[Data records]
================================

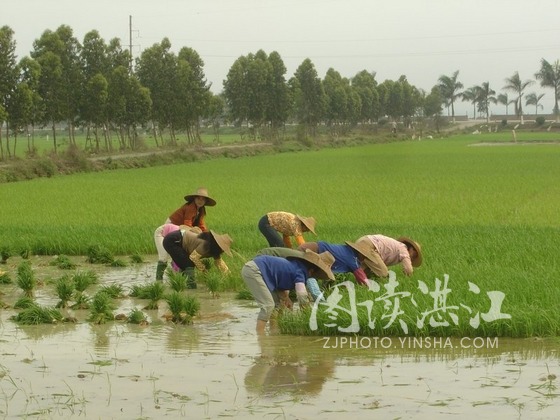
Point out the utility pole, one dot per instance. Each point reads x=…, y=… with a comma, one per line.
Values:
x=130, y=40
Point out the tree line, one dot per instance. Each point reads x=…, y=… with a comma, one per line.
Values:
x=97, y=86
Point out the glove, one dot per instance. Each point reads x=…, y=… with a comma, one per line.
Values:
x=313, y=288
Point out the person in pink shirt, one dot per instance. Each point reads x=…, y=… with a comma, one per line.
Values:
x=391, y=251
x=163, y=256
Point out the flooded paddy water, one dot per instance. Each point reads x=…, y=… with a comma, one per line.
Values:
x=218, y=368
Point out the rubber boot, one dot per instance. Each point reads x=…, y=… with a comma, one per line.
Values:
x=189, y=274
x=160, y=269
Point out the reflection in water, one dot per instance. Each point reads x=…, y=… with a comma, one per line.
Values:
x=281, y=369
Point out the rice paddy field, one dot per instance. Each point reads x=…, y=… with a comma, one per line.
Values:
x=486, y=217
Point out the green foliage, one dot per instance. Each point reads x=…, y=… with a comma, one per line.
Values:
x=115, y=291
x=177, y=280
x=5, y=278
x=136, y=316
x=84, y=279
x=63, y=262
x=101, y=308
x=5, y=253
x=25, y=278
x=183, y=307
x=35, y=315
x=97, y=254
x=24, y=302
x=64, y=287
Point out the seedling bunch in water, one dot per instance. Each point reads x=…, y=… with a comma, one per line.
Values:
x=35, y=315
x=101, y=308
x=183, y=307
x=26, y=278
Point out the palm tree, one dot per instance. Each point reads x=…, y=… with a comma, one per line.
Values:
x=515, y=84
x=549, y=75
x=485, y=97
x=504, y=100
x=470, y=95
x=449, y=87
x=534, y=99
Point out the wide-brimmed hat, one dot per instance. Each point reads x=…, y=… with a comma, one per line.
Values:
x=416, y=261
x=201, y=192
x=371, y=258
x=322, y=261
x=224, y=241
x=309, y=222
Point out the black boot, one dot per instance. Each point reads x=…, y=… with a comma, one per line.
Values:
x=160, y=269
x=189, y=274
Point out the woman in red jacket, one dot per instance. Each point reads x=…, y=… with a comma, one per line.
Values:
x=193, y=212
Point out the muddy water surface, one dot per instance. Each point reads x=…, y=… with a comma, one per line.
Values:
x=217, y=367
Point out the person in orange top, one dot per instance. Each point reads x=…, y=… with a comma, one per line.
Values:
x=287, y=224
x=193, y=212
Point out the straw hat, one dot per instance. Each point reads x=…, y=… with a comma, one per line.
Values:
x=201, y=192
x=417, y=261
x=224, y=241
x=309, y=222
x=322, y=261
x=371, y=258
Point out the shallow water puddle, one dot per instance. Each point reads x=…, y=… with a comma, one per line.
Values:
x=218, y=368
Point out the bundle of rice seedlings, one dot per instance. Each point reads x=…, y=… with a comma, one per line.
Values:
x=176, y=280
x=25, y=278
x=213, y=280
x=99, y=255
x=137, y=317
x=101, y=308
x=35, y=315
x=24, y=302
x=64, y=289
x=114, y=290
x=155, y=292
x=5, y=278
x=182, y=307
x=63, y=262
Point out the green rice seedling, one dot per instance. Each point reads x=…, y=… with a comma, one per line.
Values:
x=176, y=302
x=117, y=262
x=177, y=280
x=24, y=302
x=84, y=279
x=25, y=278
x=213, y=280
x=101, y=308
x=138, y=291
x=115, y=291
x=137, y=317
x=154, y=292
x=64, y=289
x=63, y=262
x=25, y=253
x=35, y=315
x=96, y=254
x=192, y=305
x=182, y=307
x=5, y=253
x=5, y=278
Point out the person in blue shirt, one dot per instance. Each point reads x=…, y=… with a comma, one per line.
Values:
x=270, y=279
x=350, y=257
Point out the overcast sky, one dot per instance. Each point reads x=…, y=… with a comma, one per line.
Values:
x=486, y=40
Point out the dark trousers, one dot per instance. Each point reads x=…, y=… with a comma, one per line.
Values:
x=173, y=244
x=271, y=235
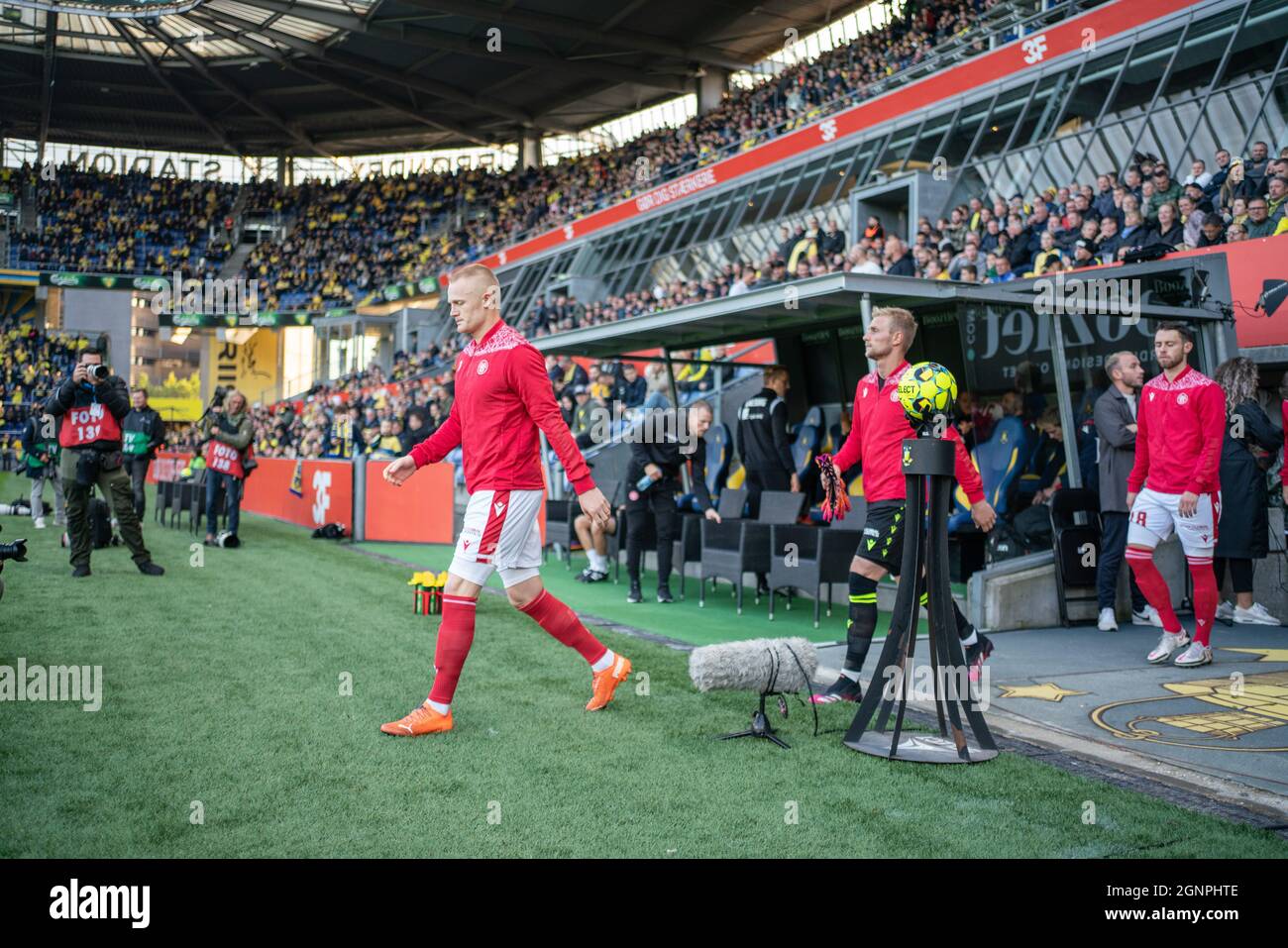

================================

Task statement: Copy the records above verbatim, starting at their beginning and ending with the line that contains "x=313, y=288". Omit the pictures.

Reply:
Point out the utility pole, one dot per instance. Each point reads x=…, y=… with a comma, one per line.
Values:
x=130, y=40
Point out the tree line, one dot per instance. Each point reads x=…, y=… with a comma, one per line.
Values:
x=97, y=86
Point out the glove, one dot per instance. Each point reads x=…, y=… with a comma, one per line.
Values:
x=313, y=288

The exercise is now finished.